Data excerpts:
________
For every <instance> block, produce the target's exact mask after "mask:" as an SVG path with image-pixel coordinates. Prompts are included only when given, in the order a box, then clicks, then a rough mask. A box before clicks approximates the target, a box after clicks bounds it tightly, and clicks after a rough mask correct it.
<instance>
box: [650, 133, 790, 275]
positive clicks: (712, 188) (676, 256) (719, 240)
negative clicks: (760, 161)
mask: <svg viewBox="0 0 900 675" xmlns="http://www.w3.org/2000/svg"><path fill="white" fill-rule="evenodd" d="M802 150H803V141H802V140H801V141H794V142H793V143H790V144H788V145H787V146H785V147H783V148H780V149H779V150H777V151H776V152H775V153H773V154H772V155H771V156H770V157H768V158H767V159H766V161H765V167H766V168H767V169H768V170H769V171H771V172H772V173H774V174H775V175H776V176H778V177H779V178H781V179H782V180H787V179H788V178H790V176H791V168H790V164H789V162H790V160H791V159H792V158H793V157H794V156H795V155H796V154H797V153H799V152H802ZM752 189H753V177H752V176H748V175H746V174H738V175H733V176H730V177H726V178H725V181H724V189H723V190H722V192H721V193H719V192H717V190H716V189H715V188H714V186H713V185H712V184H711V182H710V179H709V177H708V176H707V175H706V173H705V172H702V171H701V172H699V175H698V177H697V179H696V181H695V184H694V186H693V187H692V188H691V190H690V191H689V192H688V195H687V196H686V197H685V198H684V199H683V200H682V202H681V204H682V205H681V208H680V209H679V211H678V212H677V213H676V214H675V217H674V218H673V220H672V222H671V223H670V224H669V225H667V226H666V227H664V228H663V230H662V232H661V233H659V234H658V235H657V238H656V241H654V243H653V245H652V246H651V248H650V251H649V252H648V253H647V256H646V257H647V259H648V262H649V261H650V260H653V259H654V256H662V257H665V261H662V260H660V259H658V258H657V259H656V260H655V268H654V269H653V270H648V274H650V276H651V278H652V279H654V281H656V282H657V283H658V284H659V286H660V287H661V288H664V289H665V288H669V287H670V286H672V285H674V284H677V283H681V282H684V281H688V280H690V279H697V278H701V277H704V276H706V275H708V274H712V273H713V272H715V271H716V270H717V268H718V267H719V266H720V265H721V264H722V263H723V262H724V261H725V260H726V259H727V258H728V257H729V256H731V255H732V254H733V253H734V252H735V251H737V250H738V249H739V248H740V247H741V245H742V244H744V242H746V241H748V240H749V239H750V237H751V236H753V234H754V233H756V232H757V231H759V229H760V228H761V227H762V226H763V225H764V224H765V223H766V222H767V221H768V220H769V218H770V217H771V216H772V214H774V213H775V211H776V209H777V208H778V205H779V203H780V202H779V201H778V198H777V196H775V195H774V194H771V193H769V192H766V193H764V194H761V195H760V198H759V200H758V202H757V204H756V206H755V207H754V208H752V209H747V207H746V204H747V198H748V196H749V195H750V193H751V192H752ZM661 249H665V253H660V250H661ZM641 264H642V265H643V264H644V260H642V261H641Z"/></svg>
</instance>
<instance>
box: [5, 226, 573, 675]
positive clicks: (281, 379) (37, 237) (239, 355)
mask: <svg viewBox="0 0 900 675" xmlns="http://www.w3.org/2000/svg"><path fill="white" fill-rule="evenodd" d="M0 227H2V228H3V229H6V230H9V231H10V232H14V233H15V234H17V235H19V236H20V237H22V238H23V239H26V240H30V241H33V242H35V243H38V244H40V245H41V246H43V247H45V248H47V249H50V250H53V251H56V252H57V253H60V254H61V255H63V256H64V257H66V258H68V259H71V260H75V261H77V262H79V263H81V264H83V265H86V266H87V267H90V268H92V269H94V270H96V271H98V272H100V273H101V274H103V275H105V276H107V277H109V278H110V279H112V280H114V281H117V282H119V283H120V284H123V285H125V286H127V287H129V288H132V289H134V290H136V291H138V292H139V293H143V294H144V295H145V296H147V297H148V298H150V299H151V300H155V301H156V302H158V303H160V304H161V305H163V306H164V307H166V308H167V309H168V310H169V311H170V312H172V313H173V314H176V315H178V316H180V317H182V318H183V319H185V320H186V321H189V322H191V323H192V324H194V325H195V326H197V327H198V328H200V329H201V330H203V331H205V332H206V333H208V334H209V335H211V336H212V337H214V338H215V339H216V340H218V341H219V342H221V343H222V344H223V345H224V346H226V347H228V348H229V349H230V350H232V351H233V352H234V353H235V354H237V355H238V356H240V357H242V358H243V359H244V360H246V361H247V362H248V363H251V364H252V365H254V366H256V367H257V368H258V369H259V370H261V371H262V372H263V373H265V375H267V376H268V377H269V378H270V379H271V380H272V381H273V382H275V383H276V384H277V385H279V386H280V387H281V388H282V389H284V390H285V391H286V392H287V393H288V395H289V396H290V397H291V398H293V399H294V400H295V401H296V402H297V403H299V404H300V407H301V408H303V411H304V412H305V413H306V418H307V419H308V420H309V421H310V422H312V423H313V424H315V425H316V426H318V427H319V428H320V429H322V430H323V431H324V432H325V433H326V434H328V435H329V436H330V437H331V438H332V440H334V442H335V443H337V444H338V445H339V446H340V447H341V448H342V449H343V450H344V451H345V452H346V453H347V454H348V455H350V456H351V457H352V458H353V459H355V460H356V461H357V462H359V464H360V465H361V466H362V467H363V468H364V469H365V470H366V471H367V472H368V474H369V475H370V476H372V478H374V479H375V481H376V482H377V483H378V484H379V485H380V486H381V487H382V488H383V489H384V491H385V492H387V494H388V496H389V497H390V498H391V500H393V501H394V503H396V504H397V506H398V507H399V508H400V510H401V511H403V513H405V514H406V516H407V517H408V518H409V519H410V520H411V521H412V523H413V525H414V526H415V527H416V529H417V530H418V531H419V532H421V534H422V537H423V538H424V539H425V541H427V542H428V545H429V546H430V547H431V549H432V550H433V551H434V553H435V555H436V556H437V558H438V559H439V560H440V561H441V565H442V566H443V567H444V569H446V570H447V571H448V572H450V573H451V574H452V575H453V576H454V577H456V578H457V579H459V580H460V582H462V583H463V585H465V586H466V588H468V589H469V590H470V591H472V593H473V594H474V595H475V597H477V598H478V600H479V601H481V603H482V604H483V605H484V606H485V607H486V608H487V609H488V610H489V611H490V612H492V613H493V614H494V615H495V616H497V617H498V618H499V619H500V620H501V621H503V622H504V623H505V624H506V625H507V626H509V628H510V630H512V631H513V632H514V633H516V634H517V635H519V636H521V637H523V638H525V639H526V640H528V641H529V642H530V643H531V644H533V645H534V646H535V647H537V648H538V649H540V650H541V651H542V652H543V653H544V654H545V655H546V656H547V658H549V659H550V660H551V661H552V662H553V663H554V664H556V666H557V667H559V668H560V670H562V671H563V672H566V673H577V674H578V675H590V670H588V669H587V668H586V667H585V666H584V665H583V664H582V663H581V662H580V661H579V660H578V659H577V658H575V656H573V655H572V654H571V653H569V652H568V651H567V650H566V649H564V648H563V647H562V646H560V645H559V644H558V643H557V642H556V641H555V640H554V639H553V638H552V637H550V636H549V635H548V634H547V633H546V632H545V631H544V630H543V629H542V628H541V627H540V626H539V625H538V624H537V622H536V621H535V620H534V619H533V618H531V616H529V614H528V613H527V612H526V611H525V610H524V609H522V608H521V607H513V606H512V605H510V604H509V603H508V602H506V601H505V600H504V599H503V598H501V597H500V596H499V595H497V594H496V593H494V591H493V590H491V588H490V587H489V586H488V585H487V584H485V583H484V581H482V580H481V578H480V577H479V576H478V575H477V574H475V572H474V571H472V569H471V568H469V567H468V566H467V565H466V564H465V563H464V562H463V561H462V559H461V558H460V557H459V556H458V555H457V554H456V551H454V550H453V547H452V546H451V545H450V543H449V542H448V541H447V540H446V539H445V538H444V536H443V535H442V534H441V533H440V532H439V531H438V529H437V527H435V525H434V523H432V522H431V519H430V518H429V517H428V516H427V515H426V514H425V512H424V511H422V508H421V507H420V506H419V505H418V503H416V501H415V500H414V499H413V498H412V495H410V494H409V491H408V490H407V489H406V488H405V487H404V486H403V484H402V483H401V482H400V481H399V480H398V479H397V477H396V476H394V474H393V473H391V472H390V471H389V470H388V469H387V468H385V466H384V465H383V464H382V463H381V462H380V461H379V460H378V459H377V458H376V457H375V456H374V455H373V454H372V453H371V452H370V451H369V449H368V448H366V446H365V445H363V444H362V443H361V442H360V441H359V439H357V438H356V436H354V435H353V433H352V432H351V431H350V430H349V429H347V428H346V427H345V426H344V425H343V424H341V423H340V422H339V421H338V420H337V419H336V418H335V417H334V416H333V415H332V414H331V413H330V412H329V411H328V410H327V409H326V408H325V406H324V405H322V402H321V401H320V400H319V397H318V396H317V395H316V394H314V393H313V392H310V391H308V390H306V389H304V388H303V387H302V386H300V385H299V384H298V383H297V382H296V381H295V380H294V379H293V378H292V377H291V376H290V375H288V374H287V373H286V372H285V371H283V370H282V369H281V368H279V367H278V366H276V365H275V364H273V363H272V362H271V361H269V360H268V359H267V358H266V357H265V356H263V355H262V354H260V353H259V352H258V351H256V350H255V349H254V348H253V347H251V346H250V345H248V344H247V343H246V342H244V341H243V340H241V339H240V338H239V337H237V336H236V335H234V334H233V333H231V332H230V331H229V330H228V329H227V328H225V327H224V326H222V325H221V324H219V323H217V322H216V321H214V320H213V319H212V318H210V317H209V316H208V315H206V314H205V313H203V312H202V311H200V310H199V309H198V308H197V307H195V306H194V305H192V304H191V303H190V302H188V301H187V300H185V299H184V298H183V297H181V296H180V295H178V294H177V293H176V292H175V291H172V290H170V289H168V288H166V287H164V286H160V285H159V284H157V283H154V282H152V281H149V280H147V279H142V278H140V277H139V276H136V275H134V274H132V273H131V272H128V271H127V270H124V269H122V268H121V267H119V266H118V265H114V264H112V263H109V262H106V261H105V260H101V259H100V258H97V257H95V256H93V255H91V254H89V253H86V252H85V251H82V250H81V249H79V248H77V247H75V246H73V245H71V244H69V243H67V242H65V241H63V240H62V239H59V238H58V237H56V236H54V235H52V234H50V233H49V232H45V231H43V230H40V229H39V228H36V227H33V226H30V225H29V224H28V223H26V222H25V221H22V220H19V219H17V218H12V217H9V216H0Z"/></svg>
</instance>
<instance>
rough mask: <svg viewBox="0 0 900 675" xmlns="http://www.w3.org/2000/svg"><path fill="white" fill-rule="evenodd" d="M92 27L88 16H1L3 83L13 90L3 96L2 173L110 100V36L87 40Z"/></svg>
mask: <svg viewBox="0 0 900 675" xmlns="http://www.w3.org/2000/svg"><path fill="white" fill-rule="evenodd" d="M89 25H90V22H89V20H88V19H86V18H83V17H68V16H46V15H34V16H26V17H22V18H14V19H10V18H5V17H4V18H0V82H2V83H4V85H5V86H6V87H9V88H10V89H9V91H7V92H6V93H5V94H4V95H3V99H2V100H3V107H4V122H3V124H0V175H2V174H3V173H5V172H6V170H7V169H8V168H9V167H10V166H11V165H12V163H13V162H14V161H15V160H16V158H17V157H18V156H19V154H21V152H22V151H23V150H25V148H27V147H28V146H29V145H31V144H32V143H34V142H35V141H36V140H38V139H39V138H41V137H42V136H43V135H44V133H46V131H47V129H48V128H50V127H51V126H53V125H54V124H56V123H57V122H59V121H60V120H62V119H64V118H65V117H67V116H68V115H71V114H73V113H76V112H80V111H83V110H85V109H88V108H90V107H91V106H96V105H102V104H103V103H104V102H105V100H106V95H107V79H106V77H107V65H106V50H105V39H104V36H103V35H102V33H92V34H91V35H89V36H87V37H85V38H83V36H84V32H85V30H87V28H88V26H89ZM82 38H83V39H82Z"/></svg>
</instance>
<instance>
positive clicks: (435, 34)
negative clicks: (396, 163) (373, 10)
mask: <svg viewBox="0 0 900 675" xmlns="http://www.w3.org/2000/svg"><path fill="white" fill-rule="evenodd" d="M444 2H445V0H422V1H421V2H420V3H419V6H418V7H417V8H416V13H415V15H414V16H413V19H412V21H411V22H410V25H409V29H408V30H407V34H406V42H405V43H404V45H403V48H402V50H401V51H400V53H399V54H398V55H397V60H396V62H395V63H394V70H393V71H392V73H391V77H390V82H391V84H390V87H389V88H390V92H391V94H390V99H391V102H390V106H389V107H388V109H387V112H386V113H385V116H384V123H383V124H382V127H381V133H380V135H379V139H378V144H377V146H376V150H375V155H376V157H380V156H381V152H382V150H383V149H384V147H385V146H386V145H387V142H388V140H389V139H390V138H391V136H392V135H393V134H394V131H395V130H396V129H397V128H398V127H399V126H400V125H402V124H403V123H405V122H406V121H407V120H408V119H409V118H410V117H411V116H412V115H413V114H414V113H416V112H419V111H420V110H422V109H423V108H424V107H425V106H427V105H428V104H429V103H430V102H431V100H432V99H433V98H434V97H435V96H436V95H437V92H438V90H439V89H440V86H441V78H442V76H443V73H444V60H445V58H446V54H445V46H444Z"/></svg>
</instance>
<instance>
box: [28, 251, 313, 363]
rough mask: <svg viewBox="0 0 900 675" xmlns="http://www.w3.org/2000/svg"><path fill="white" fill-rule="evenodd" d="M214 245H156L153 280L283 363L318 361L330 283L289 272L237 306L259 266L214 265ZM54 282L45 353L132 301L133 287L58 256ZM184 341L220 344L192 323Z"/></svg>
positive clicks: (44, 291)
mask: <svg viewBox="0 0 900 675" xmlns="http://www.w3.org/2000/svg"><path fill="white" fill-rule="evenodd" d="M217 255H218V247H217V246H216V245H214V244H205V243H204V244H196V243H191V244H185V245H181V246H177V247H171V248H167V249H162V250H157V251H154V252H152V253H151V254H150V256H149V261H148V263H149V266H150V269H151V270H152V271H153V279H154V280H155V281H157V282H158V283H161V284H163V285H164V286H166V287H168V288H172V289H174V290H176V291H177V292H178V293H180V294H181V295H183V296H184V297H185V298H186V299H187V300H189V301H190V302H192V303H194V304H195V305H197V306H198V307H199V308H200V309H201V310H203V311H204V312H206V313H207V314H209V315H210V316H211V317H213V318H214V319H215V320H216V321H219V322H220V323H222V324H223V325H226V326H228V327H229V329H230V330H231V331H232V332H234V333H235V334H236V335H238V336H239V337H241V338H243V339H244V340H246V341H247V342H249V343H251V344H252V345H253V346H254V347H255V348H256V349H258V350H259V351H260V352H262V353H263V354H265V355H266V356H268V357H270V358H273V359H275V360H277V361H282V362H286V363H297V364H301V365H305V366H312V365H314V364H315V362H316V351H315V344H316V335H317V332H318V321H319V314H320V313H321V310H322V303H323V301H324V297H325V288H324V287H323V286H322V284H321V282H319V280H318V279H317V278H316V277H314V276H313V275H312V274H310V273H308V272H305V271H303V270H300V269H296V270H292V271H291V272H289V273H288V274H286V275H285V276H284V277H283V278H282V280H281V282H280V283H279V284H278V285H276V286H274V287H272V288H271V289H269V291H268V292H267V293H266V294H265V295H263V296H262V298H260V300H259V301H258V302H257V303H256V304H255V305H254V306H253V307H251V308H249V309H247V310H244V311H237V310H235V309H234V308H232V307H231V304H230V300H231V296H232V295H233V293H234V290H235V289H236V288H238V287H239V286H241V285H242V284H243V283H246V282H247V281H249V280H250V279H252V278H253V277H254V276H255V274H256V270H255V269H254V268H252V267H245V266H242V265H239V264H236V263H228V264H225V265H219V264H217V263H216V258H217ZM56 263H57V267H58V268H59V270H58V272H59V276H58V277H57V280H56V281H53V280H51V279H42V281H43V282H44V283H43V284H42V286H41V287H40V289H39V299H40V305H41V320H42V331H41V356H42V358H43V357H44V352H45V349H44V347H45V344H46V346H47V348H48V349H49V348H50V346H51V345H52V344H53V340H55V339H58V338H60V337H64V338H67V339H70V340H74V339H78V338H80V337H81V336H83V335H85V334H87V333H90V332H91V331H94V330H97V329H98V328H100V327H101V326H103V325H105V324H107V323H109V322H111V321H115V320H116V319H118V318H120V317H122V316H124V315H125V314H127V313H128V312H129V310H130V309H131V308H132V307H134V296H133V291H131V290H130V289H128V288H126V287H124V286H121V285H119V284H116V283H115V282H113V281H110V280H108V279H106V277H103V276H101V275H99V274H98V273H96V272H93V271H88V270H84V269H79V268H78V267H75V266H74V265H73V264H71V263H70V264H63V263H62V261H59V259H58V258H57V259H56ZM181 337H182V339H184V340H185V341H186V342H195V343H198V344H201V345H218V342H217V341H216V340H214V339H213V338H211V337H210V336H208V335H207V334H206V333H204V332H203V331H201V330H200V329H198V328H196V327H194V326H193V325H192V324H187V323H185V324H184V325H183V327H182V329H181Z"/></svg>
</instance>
________
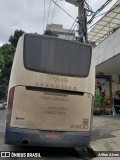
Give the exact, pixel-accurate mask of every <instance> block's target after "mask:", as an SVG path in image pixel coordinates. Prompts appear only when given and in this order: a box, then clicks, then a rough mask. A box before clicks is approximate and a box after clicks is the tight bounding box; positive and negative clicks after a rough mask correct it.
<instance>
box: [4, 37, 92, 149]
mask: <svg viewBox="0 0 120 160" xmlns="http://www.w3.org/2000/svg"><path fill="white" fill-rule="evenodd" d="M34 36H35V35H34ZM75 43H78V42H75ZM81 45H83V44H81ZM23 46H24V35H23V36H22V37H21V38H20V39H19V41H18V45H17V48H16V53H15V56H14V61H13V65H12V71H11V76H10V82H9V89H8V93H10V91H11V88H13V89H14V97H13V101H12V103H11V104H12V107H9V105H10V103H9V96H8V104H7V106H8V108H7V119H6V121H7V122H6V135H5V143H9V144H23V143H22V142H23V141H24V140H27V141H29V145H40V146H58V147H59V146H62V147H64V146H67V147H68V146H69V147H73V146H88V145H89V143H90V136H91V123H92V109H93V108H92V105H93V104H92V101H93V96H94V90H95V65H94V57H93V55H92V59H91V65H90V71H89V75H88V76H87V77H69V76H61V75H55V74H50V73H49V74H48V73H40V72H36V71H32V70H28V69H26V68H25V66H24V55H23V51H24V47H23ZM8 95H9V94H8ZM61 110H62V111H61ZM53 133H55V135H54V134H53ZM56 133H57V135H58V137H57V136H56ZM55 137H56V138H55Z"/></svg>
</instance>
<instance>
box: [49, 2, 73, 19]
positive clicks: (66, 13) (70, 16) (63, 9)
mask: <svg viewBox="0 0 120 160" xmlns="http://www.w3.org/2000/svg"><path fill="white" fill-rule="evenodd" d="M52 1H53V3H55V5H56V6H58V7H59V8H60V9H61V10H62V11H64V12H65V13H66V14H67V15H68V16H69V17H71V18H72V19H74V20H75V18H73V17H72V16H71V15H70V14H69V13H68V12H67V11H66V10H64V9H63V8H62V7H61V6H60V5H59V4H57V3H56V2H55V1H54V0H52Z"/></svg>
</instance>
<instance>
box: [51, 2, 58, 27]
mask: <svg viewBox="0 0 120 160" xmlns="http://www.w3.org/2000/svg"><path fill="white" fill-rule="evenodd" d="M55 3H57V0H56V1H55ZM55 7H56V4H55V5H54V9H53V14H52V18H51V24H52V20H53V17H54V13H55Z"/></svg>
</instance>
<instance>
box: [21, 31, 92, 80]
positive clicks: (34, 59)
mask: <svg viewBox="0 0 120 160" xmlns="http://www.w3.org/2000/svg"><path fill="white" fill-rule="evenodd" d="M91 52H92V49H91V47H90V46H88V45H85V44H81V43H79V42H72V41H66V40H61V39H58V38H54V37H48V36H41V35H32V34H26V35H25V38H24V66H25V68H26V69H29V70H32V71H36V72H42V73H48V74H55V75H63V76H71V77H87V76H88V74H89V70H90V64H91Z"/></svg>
________
→ Work order
With the line that has "For every <instance>" as the first and the line that has "positive clicks: (712, 188)" as the last, repeat exactly that run of lines above and no more.

→ Answer section
For every <instance> block, produce the target's exact mask after "mask:" as an SVG path with image-pixel coordinates. Prompts are included only when given, in the order a box, then clicks, then a rough mask. A box before clicks approximates the target, a box after clicks bounds it tightly, and clicks after a rough mask correct it.
<instance>
box: [650, 133, 790, 275]
positive clicks: (712, 188) (676, 256) (719, 240)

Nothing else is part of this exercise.